▶ _Task to carry out_
Return the data verbatim, without pictures.

▶ _Data_
————

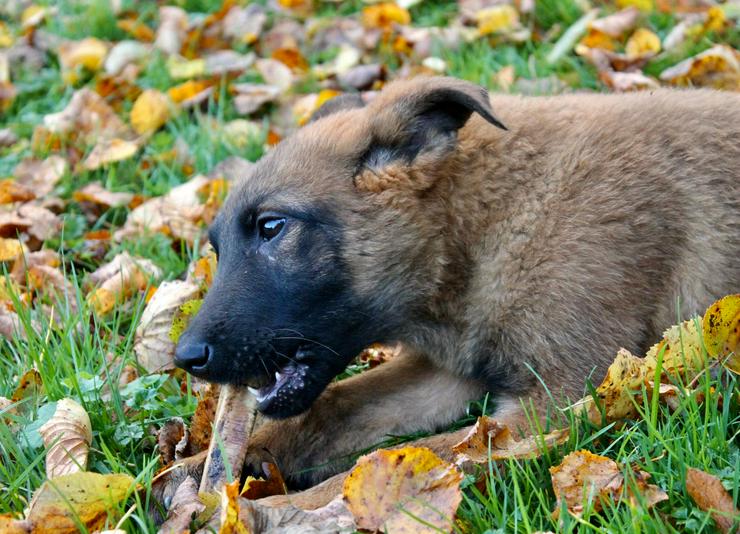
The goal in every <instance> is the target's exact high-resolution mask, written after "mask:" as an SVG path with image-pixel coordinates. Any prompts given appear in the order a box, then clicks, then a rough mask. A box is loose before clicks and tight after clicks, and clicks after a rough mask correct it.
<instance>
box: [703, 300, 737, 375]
mask: <svg viewBox="0 0 740 534" xmlns="http://www.w3.org/2000/svg"><path fill="white" fill-rule="evenodd" d="M701 329H702V337H703V339H704V346H705V347H706V349H707V352H708V353H709V355H710V356H712V357H714V358H724V357H725V356H727V355H729V354H730V353H734V354H733V355H732V356H731V357H730V358H729V359H728V360H727V361H725V362H724V364H725V366H726V367H727V368H728V369H730V370H732V371H733V372H735V373H736V374H740V354H739V353H740V294H736V295H728V296H726V297H724V298H722V299H720V300H718V301H717V302H715V303H714V304H712V305H711V306H710V307H709V308H708V309H707V311H706V312H705V313H704V318H703V319H702V328H701Z"/></svg>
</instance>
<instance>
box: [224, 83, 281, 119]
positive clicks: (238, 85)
mask: <svg viewBox="0 0 740 534" xmlns="http://www.w3.org/2000/svg"><path fill="white" fill-rule="evenodd" d="M231 89H232V91H234V107H235V108H236V111H237V113H239V114H240V115H250V114H252V113H254V112H255V111H257V110H258V109H259V108H261V107H262V106H263V105H264V104H267V103H269V102H274V101H275V100H277V98H278V97H279V96H280V93H282V90H281V89H280V87H277V86H275V85H266V84H259V83H237V84H234V85H232V86H231Z"/></svg>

————

▶ _Finished exercise_
The goal in every <instance> is the target's exact high-resolution mask, written after "mask:" as an SVG path with image-pixel coordinates. Any prompts given appear in the order a box, then clicks, then a rough mask. A box is loose before clicks and tight after clicks, and clicks after a rough mask correct it.
<instance>
box: [703, 300, 737, 375]
mask: <svg viewBox="0 0 740 534" xmlns="http://www.w3.org/2000/svg"><path fill="white" fill-rule="evenodd" d="M701 329H702V337H703V339H704V346H705V347H706V349H707V352H708V353H709V355H710V356H712V357H714V358H724V357H725V356H727V355H729V354H730V353H734V354H733V355H732V356H731V357H730V358H729V359H728V360H727V361H725V362H724V364H725V366H726V367H727V368H728V369H730V370H732V371H733V372H735V373H736V374H740V354H739V353H740V294H736V295H728V296H726V297H724V298H722V299H720V300H718V301H717V302H715V303H714V304H712V305H711V306H710V307H709V308H708V309H707V311H706V312H705V313H704V318H703V319H702V328H701Z"/></svg>
</instance>
<instance>
box: [224, 83, 281, 119]
positive clicks: (238, 85)
mask: <svg viewBox="0 0 740 534" xmlns="http://www.w3.org/2000/svg"><path fill="white" fill-rule="evenodd" d="M231 89H232V91H234V107H235V108H236V111H237V113H239V114H240V115H250V114H252V113H254V112H255V111H257V110H258V109H259V108H261V107H262V106H263V105H264V104H267V103H269V102H274V101H275V100H277V98H278V97H279V96H280V93H282V90H281V89H280V87H277V86H275V85H266V84H259V83H237V84H234V85H232V86H231Z"/></svg>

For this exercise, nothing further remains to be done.